**DIRECTIONS FOR THIS TASK**
Reproduce the material below with each occurrence of "vertical root" swapped for "lateral root" and every other part left unchanged. Omit the pictures from your answer.

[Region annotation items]
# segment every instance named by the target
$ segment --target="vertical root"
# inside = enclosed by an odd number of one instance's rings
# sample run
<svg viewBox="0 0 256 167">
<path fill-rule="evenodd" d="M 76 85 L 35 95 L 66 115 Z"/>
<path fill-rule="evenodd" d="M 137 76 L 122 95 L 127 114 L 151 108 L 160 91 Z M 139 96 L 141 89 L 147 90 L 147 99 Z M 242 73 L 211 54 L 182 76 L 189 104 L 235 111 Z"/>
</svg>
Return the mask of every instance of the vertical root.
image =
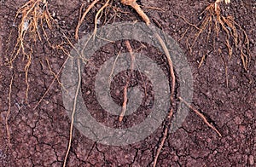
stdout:
<svg viewBox="0 0 256 167">
<path fill-rule="evenodd" d="M 76 27 L 76 31 L 75 31 L 75 39 L 78 40 L 79 39 L 79 28 L 82 25 L 82 22 L 84 21 L 85 16 L 87 15 L 87 14 L 90 12 L 90 10 L 96 5 L 96 3 L 97 3 L 99 2 L 99 0 L 94 0 L 90 5 L 89 7 L 86 9 L 86 10 L 84 12 L 82 17 L 79 19 L 78 26 Z"/>
<path fill-rule="evenodd" d="M 11 95 L 12 95 L 12 87 L 13 87 L 13 83 L 14 83 L 14 78 L 15 78 L 15 72 L 14 72 L 14 74 L 12 75 L 12 78 L 11 78 L 11 80 L 10 80 L 10 84 L 9 84 L 9 107 L 8 107 L 8 112 L 7 112 L 7 114 L 6 114 L 6 118 L 5 118 L 5 126 L 6 126 L 6 132 L 7 132 L 7 136 L 8 136 L 8 143 L 9 145 L 10 145 L 10 133 L 9 133 L 9 115 L 10 115 L 10 109 L 11 109 Z"/>
<path fill-rule="evenodd" d="M 67 157 L 68 157 L 70 148 L 71 148 L 72 139 L 73 139 L 73 123 L 74 123 L 74 115 L 75 115 L 75 111 L 76 111 L 78 95 L 79 95 L 80 84 L 81 84 L 80 60 L 77 59 L 77 60 L 78 60 L 78 66 L 78 66 L 79 67 L 79 81 L 78 81 L 79 83 L 78 83 L 78 87 L 76 89 L 76 94 L 75 94 L 75 97 L 74 97 L 74 101 L 73 101 L 73 107 L 72 115 L 71 115 L 71 124 L 70 124 L 70 129 L 69 129 L 69 141 L 68 141 L 68 146 L 67 146 L 67 149 L 66 152 L 66 155 L 64 158 L 63 167 L 65 167 L 67 165 Z"/>
<path fill-rule="evenodd" d="M 125 46 L 130 53 L 130 55 L 131 55 L 131 73 L 130 73 L 130 76 L 129 76 L 129 78 L 126 82 L 126 84 L 124 88 L 124 102 L 123 102 L 123 106 L 122 106 L 122 112 L 119 115 L 119 122 L 122 122 L 123 120 L 123 118 L 125 114 L 125 112 L 126 112 L 126 106 L 127 106 L 127 101 L 128 101 L 128 98 L 127 98 L 127 90 L 128 90 L 128 86 L 129 86 L 129 83 L 130 83 L 130 79 L 131 78 L 131 75 L 132 75 L 132 72 L 133 72 L 133 70 L 134 70 L 134 61 L 135 61 L 135 55 L 133 54 L 133 51 L 132 51 L 132 49 L 131 49 L 131 43 L 128 40 L 125 41 Z"/>
<path fill-rule="evenodd" d="M 148 26 L 150 24 L 150 20 L 141 7 L 137 3 L 136 0 L 121 0 L 121 3 L 124 5 L 131 6 L 136 10 L 136 12 L 143 18 L 143 21 Z"/>
</svg>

**WORKED ANSWER**
# segment every instance named by the target
$ segment --target="lateral root"
# inside = enclosed by an odd number of one instance's rings
# sample run
<svg viewBox="0 0 256 167">
<path fill-rule="evenodd" d="M 76 85 L 35 95 L 66 115 Z"/>
<path fill-rule="evenodd" d="M 137 76 L 122 95 L 127 114 L 151 108 L 160 91 Z M 139 96 L 141 89 L 147 90 L 147 99 Z M 242 73 L 211 54 L 182 76 L 189 104 L 235 111 Z"/>
</svg>
Return the mask of every instance of the lateral root.
image =
stdout:
<svg viewBox="0 0 256 167">
<path fill-rule="evenodd" d="M 76 27 L 76 31 L 75 31 L 75 39 L 78 40 L 79 39 L 79 28 L 82 25 L 82 22 L 84 21 L 85 16 L 87 15 L 87 14 L 90 12 L 90 10 L 96 5 L 96 3 L 97 3 L 99 2 L 99 0 L 94 0 L 90 5 L 89 7 L 86 9 L 86 10 L 84 12 L 82 17 L 79 19 L 78 26 Z"/>
<path fill-rule="evenodd" d="M 11 95 L 12 95 L 12 87 L 13 87 L 13 83 L 14 83 L 14 78 L 15 78 L 15 72 L 14 72 L 14 74 L 12 75 L 12 78 L 11 78 L 11 80 L 10 80 L 10 84 L 9 84 L 9 107 L 8 107 L 8 112 L 7 112 L 7 114 L 6 114 L 6 118 L 5 118 L 5 126 L 6 126 L 6 132 L 7 132 L 7 136 L 8 136 L 8 143 L 9 145 L 10 145 L 10 133 L 9 133 L 9 115 L 10 115 L 10 109 L 11 109 Z"/>
<path fill-rule="evenodd" d="M 67 157 L 68 157 L 70 148 L 71 148 L 72 139 L 73 139 L 73 123 L 74 123 L 74 115 L 75 115 L 75 111 L 76 111 L 78 95 L 79 95 L 80 84 L 81 84 L 80 60 L 77 59 L 77 60 L 78 60 L 78 66 L 78 66 L 79 67 L 79 81 L 78 81 L 79 83 L 78 83 L 78 87 L 76 89 L 76 94 L 75 94 L 75 97 L 74 97 L 74 101 L 73 101 L 73 107 L 72 115 L 71 115 L 71 124 L 70 124 L 70 129 L 69 129 L 69 141 L 68 141 L 68 146 L 67 146 L 67 149 L 66 152 L 66 155 L 64 158 L 63 167 L 65 167 L 67 165 Z"/>
<path fill-rule="evenodd" d="M 125 46 L 130 53 L 130 55 L 131 55 L 131 73 L 130 73 L 130 76 L 129 76 L 129 78 L 126 82 L 126 84 L 124 88 L 124 102 L 123 102 L 123 106 L 122 106 L 122 112 L 119 115 L 119 122 L 122 122 L 123 120 L 123 118 L 125 114 L 125 112 L 126 112 L 126 106 L 127 106 L 127 101 L 128 101 L 128 98 L 127 98 L 127 90 L 128 90 L 128 86 L 129 86 L 129 83 L 130 83 L 130 79 L 131 78 L 131 75 L 132 75 L 132 72 L 133 72 L 133 70 L 134 70 L 134 61 L 135 61 L 135 55 L 133 54 L 133 51 L 132 51 L 132 49 L 131 49 L 131 43 L 128 40 L 125 41 Z"/>
<path fill-rule="evenodd" d="M 148 26 L 150 24 L 150 20 L 141 7 L 137 3 L 136 0 L 121 0 L 121 3 L 124 5 L 131 6 L 136 10 L 136 12 L 143 18 L 143 21 Z"/>
</svg>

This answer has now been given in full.